• Stored rows:
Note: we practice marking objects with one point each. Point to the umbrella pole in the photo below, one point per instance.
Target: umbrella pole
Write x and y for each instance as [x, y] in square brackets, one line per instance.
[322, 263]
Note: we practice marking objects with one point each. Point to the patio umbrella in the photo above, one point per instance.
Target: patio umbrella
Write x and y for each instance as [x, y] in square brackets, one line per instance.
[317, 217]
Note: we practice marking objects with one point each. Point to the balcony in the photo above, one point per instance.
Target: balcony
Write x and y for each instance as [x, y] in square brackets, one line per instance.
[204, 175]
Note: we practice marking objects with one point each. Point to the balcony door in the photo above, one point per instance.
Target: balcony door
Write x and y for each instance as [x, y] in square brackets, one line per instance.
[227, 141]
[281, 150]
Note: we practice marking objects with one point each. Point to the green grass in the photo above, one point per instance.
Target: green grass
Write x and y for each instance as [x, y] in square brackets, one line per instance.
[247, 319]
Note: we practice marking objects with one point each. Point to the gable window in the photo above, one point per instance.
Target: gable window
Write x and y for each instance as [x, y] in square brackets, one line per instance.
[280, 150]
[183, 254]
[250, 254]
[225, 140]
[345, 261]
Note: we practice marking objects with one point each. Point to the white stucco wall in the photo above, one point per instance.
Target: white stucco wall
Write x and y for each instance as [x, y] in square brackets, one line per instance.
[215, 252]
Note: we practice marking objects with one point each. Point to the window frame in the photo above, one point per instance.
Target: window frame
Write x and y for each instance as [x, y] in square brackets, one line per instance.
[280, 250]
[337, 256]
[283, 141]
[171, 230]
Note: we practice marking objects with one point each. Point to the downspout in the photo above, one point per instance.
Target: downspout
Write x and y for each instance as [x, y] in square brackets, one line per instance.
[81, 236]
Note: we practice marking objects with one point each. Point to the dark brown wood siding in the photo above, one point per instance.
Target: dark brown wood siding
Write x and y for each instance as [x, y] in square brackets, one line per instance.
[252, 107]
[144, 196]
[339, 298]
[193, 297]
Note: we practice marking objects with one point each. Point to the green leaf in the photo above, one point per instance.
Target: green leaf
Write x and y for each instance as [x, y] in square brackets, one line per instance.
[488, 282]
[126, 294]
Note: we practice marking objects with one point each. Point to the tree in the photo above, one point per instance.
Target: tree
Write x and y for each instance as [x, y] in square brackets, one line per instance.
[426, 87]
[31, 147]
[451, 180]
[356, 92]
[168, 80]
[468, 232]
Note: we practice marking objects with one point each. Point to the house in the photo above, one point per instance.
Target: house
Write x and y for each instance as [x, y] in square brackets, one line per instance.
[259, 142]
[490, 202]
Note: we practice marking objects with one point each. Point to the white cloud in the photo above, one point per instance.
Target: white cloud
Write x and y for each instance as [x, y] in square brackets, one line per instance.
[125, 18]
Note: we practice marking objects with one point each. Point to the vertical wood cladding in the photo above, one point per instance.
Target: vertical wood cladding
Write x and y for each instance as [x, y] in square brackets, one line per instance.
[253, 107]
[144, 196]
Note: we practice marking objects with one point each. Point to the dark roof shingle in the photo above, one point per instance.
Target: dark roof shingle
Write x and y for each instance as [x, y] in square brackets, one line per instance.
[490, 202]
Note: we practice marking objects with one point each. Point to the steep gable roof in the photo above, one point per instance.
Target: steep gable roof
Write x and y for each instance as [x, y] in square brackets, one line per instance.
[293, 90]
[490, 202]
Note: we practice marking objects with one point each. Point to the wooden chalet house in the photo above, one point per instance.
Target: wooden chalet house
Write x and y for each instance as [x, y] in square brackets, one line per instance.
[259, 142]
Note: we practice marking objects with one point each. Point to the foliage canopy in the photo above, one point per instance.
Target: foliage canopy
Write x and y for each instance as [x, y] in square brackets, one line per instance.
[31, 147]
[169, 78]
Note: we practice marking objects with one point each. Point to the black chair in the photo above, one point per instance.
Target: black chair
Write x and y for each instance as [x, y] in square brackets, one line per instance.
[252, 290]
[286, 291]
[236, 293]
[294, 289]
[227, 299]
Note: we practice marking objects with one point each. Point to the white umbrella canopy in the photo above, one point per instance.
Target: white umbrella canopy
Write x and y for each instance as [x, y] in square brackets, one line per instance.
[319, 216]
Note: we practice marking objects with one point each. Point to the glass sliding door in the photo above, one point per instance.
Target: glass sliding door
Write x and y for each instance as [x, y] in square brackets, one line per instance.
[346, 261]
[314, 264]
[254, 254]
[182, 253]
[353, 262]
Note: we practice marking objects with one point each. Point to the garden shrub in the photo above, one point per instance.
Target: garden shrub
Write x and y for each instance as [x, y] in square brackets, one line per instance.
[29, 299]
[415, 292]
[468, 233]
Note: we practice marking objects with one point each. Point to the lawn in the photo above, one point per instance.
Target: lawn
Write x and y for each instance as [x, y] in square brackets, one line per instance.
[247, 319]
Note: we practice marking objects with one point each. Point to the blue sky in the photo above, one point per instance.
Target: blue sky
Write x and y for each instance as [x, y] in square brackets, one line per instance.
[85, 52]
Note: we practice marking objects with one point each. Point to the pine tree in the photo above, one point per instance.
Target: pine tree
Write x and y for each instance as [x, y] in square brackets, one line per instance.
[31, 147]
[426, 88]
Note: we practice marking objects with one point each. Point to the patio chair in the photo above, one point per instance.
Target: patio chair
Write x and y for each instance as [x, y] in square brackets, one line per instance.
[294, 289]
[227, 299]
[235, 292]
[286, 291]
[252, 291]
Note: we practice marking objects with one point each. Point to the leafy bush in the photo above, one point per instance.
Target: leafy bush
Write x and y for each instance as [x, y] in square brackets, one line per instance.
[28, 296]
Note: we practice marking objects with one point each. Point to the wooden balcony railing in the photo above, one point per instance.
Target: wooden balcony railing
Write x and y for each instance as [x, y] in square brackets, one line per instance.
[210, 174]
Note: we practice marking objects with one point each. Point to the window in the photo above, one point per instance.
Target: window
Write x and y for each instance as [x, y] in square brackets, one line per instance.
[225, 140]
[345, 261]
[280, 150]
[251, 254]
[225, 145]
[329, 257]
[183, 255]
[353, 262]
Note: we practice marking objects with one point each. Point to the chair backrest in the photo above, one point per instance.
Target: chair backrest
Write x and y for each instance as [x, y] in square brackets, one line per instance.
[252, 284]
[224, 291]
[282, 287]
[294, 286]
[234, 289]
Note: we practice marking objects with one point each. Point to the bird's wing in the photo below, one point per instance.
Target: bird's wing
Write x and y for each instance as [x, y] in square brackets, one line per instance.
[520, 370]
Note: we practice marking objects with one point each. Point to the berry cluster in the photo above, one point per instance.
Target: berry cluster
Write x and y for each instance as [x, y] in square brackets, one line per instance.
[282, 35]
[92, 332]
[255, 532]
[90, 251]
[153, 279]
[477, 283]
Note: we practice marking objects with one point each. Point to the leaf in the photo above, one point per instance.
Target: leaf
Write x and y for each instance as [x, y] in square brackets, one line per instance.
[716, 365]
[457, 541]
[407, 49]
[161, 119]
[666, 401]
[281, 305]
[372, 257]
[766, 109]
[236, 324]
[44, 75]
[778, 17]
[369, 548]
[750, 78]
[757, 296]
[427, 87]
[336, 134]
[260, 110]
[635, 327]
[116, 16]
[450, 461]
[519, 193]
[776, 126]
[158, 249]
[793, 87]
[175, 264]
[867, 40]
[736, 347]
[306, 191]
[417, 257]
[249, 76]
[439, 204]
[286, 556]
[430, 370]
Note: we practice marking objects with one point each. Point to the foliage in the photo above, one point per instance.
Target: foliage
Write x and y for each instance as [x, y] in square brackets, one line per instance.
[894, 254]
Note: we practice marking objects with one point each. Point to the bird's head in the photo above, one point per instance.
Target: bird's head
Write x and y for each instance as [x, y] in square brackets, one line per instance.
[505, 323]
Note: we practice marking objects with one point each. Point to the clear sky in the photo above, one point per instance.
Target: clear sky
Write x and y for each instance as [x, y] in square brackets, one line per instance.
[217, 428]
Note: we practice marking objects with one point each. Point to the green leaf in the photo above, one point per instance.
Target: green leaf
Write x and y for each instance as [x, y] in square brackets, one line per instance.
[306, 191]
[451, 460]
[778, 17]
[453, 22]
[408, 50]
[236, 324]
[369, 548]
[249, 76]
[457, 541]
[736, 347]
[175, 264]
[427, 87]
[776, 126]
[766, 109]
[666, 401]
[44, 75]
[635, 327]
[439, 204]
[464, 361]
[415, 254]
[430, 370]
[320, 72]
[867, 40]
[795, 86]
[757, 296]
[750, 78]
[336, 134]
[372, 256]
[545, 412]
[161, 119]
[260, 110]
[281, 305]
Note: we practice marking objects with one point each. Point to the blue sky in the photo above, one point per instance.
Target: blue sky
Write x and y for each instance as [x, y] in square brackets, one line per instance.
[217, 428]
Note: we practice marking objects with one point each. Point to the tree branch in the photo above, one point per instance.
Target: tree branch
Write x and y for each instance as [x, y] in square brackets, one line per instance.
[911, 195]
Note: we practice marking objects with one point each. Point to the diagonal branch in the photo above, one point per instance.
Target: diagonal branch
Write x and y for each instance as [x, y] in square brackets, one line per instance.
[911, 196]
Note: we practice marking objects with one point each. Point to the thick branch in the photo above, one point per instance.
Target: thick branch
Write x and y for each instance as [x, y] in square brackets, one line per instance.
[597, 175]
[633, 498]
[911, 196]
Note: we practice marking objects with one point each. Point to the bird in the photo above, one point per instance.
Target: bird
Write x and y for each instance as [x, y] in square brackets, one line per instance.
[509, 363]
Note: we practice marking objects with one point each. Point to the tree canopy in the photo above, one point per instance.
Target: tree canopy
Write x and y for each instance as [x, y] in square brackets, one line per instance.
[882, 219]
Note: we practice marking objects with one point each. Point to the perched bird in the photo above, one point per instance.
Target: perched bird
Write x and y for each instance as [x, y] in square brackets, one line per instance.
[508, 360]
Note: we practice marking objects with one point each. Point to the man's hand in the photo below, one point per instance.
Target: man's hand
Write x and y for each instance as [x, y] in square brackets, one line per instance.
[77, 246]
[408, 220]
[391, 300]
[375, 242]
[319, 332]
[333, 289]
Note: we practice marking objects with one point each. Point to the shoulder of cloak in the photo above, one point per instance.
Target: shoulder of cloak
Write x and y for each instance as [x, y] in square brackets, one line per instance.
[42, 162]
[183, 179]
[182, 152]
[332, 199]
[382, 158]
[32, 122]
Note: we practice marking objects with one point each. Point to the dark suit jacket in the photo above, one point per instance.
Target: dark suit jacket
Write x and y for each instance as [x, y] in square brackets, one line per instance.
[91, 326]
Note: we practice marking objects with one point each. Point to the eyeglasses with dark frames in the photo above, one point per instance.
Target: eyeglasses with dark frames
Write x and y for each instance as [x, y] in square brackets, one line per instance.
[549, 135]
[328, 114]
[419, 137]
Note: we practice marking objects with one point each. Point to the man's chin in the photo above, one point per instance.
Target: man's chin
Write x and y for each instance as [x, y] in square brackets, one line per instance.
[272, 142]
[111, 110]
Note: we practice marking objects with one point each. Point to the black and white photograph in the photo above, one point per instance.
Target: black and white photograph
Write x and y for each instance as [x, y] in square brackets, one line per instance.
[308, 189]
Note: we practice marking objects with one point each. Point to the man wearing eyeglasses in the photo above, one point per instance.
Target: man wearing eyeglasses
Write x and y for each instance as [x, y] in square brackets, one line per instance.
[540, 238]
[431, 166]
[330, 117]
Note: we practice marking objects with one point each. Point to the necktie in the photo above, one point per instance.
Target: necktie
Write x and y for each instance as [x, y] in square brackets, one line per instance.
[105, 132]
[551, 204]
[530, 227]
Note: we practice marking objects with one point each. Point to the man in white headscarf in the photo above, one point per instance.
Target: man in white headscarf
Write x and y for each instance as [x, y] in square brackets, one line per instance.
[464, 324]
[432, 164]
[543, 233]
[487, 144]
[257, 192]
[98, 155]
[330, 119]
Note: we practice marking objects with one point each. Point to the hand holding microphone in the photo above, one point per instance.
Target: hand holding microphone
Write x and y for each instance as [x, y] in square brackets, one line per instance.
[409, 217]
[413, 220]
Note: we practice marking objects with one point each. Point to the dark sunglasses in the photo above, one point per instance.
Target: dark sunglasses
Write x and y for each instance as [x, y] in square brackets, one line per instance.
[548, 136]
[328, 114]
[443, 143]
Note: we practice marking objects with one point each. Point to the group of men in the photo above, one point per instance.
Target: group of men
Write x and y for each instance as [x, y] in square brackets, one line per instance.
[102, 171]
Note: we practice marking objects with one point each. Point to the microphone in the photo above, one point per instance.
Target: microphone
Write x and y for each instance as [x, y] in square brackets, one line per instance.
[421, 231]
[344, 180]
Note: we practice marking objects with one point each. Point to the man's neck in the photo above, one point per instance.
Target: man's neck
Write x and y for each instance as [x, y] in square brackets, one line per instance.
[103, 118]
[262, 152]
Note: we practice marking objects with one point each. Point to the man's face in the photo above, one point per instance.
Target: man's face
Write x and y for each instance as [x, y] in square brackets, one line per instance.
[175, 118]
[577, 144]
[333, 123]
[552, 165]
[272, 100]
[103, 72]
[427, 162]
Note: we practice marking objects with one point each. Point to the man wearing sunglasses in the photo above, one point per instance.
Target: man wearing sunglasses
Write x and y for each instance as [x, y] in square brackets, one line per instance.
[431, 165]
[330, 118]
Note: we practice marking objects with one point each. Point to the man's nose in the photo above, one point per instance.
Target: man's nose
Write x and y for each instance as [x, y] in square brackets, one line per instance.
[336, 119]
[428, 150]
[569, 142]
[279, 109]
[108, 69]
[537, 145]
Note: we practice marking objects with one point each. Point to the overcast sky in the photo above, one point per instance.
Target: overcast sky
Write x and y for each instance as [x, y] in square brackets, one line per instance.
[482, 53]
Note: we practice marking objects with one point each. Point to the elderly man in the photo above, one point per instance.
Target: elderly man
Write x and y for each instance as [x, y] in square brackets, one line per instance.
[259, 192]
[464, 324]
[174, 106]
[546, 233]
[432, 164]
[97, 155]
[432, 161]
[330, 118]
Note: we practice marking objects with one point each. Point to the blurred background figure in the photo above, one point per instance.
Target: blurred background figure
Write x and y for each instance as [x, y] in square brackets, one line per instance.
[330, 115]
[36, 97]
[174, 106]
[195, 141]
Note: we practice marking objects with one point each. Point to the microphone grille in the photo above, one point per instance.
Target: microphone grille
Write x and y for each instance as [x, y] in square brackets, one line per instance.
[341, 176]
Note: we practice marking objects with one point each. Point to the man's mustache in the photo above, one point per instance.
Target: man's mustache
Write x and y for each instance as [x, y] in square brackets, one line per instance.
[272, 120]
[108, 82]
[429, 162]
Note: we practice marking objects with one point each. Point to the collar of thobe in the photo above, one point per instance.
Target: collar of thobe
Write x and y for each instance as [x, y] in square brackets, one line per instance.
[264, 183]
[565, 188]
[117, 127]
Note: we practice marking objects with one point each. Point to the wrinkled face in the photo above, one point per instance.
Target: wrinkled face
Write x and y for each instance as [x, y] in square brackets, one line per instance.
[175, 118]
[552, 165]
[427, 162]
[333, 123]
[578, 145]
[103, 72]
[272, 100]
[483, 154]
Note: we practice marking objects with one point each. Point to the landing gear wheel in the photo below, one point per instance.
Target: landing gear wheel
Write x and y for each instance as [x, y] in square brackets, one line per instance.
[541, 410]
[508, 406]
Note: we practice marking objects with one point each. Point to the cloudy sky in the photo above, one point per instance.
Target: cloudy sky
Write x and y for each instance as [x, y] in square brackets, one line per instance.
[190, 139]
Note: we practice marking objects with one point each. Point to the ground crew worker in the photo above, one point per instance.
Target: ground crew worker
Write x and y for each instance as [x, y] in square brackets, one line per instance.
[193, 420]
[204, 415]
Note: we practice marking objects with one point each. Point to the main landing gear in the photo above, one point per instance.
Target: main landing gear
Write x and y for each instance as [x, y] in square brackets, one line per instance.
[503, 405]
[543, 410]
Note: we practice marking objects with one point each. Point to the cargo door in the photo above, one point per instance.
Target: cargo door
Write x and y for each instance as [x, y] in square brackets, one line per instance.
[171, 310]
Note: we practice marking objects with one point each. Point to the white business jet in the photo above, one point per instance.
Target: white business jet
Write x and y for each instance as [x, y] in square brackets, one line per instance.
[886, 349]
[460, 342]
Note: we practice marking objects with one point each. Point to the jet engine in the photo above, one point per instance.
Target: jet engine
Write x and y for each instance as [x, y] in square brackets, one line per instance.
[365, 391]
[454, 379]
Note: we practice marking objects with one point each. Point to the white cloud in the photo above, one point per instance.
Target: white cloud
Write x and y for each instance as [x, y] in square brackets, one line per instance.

• Aim of the task:
Pull out the lines of the material from the one containing "the jet engine" through the final line, both included, and copy them word for word.

• Task result:
Note: we practice marking objects with one point each. Point to the jet engine in the photo above, one point per instance.
Target: jet engine
Write x and y for each instance as [x, y] in square brackets, one line per instance.
[365, 391]
[454, 379]
Note: we practice marking objects with one point each. Point to the white cloud in the photo above, one point per instance.
Target: white cloud
Write x and y for each instance as [x, y] in square brackets, one line per instance.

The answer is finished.